» やること:
(1) 作品紹介の文章について、次の問いに一行ずつ答えてください。
(a) 公開された作品は、どんな種類の小説だと書かれているか。
(b) 今作のテーマとなるボーイミーツの二人は誰と誰か。
(c) 少女と遊ぶとき、筆者は誰につれられていたか。
(2) 作品紹介の文章を、最後の文のあとから書き進めてください。

» 読解文:
****

タイトル『死にたいあの子は無毛症』
公開しました。短編恋愛小説となっています。
無毛症の少女と、魔法使いの少年がおくるボーイミーツが今作のテーマ。
実はこの作品、小学生のときの実体験を元にしていまして。
以下、エッセイ仕立てに思い出を語らせてもらいます。
離婚して出て行った父親につれられ、月数回。一つ年下の、無毛症の少女と遊ぶという、奇妙な習慣が我が家にはありました。
彼女は本当に毛の一本も生えておらず。無毛症の知識もなかった当時、かなりの衝撃で。かつ怪訝に思ったことを今でも子細に覚えています。
作中でもたびたび記してありますが、本当にお月様みたいだと思っていました。不謹慎ですね。

****

» 行一覧:
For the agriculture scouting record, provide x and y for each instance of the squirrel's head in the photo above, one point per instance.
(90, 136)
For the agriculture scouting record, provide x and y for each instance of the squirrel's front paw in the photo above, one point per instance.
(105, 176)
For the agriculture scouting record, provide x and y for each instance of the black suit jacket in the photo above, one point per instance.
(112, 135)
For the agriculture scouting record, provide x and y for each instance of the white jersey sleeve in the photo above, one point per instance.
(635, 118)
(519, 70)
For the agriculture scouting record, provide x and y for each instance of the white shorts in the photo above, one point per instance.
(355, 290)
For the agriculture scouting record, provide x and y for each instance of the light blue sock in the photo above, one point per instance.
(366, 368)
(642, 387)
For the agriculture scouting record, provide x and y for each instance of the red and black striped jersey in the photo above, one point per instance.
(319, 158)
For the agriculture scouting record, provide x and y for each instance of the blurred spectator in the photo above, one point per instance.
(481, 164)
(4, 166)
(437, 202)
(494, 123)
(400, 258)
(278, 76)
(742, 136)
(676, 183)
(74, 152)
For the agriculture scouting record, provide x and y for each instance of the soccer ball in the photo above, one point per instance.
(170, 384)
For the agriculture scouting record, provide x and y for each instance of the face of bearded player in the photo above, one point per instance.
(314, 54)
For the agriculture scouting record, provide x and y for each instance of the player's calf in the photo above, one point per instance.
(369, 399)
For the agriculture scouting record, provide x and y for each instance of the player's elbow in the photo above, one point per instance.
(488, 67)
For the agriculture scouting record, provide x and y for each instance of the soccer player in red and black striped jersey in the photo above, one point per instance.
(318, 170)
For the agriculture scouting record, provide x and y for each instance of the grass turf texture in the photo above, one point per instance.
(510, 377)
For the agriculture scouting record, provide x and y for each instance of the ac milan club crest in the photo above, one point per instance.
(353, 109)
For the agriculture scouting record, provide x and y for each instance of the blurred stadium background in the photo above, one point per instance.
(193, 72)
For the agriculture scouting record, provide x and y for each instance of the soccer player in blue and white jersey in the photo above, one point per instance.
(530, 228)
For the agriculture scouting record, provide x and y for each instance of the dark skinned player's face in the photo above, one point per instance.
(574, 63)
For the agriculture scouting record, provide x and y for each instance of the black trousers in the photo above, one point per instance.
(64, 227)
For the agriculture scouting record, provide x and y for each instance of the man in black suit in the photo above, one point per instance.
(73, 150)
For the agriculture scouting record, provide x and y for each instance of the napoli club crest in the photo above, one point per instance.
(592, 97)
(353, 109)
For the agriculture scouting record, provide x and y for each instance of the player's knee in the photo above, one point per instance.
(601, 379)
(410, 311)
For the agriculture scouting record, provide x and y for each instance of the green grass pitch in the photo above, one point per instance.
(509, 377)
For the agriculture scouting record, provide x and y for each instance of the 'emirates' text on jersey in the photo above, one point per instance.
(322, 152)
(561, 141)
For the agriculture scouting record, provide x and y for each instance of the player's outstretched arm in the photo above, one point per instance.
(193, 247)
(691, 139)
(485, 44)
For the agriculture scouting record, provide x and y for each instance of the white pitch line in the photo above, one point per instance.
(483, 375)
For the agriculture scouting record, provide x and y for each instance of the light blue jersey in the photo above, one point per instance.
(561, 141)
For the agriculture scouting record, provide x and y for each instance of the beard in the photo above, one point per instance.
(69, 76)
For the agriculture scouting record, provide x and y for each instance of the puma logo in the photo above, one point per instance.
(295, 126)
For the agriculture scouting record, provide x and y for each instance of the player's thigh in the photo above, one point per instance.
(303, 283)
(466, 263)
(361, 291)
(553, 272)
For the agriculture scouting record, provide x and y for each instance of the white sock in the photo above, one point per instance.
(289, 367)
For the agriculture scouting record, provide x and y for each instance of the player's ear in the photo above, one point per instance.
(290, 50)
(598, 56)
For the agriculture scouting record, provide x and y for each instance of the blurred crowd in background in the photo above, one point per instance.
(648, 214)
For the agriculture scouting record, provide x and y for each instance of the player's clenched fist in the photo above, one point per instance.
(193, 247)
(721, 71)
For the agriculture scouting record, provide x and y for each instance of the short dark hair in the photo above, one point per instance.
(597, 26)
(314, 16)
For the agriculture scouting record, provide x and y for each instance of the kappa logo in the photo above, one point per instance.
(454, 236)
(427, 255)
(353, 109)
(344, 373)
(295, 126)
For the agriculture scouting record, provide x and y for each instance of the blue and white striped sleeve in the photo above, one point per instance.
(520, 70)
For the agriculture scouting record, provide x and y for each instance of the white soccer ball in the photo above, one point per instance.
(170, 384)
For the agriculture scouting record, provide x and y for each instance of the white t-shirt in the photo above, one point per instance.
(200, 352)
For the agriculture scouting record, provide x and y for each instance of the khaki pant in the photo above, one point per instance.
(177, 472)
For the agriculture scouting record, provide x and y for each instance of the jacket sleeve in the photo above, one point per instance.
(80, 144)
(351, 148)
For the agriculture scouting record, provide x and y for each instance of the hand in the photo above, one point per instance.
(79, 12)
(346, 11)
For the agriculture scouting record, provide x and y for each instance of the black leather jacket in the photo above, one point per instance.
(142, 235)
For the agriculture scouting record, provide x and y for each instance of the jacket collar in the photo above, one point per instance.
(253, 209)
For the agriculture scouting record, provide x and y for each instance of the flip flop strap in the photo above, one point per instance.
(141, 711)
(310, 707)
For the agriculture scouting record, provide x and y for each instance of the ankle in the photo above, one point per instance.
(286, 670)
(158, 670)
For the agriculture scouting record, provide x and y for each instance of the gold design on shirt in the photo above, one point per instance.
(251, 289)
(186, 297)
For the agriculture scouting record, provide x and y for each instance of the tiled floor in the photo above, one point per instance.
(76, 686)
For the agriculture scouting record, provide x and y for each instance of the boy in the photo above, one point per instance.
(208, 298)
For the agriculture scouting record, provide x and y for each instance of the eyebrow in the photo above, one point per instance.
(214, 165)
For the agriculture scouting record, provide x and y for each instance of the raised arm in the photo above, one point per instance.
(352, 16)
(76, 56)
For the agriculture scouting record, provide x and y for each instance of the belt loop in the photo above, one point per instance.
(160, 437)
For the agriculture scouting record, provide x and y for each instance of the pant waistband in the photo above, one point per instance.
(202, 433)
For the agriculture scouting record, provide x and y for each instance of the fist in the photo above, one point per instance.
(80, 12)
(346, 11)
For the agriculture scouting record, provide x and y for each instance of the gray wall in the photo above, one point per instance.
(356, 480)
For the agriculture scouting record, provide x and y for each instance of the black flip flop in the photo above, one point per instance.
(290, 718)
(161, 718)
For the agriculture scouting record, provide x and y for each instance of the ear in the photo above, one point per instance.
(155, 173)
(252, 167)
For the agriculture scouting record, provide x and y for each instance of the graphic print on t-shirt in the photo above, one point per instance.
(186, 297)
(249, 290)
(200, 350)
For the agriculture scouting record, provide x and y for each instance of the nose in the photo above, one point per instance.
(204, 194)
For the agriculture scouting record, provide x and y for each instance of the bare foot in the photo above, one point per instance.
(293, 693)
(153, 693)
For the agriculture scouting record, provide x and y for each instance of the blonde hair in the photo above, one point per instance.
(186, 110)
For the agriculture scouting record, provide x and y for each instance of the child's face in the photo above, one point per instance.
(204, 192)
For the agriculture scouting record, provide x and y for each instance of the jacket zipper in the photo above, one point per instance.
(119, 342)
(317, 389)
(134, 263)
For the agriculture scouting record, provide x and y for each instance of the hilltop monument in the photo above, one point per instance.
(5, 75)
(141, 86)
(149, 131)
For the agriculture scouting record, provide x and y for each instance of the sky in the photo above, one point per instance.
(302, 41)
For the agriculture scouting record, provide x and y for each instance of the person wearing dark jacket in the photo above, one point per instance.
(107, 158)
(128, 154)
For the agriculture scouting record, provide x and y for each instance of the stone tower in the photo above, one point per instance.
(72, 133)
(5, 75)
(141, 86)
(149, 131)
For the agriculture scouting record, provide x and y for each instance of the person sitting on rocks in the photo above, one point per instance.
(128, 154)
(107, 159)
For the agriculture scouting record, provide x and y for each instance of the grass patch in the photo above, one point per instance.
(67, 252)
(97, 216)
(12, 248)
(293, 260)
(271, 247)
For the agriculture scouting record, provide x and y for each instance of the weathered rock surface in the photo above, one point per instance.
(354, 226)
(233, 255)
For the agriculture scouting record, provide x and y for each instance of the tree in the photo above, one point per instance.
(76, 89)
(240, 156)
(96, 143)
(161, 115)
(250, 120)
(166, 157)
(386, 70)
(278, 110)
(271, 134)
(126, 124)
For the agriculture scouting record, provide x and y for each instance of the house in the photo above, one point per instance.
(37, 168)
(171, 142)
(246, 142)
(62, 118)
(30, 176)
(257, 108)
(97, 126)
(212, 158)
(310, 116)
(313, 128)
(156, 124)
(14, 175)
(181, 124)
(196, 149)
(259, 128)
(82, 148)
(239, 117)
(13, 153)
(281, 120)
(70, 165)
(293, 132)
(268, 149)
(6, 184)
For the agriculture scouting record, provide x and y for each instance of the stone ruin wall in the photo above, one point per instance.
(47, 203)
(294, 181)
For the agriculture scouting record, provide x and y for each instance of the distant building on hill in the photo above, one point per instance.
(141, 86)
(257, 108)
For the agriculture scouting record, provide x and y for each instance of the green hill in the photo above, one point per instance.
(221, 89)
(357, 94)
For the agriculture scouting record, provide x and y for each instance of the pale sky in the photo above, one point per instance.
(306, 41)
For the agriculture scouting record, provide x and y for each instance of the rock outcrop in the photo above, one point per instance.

****

» 課題ごとの回答:
(1)
(a) 短編恋愛小説
(b) 無毛症の少女と魔法使いの少年
(c) 離婚して出て行った父親

(2)
ある程度は分別がつく年頃だったのと、年下の女の子ということも幸いし。無毛症のことについてからかったり、はやし立てたりすることこそありませんでした。
が、かといって無理に話題に出そうとはせず、触れることもなく。ある種タブー扱いしていたのが実際。これでは目を背けているのとなんら変わりません。
でも大丈夫、心配ないのです。
彼女は生まれついての個性だと、自己の身体的特徴を割り切ることで。悩んだりすることは、僕の前ではなかったから。
むしろダンスや体操競技にはげみ、大衆に身をさらすことをなんのそのとしていたのです!
彼女は強い子です!
はぁ……、だというのに。
僕とくれば、勝手に、身勝手に、『かわいそう』と哀れみのレッテルを張り。向き合うことを放棄していたのです。
失礼なやつだ。
そんな奴と少女が仲良くなれるはずもなく。小学校の卒業を機に、奇妙な習慣は幕を閉じました。
心には『もっと別のやり方があったのでは』。そんなささくれが名残惜しそうに引っかかっていました。
で、月日はながれ──。
無毛症の少女との関わりも、長らく途切れ。僕だけが一方的に感傷を舐めていたころ。その日は唐突にやってきました。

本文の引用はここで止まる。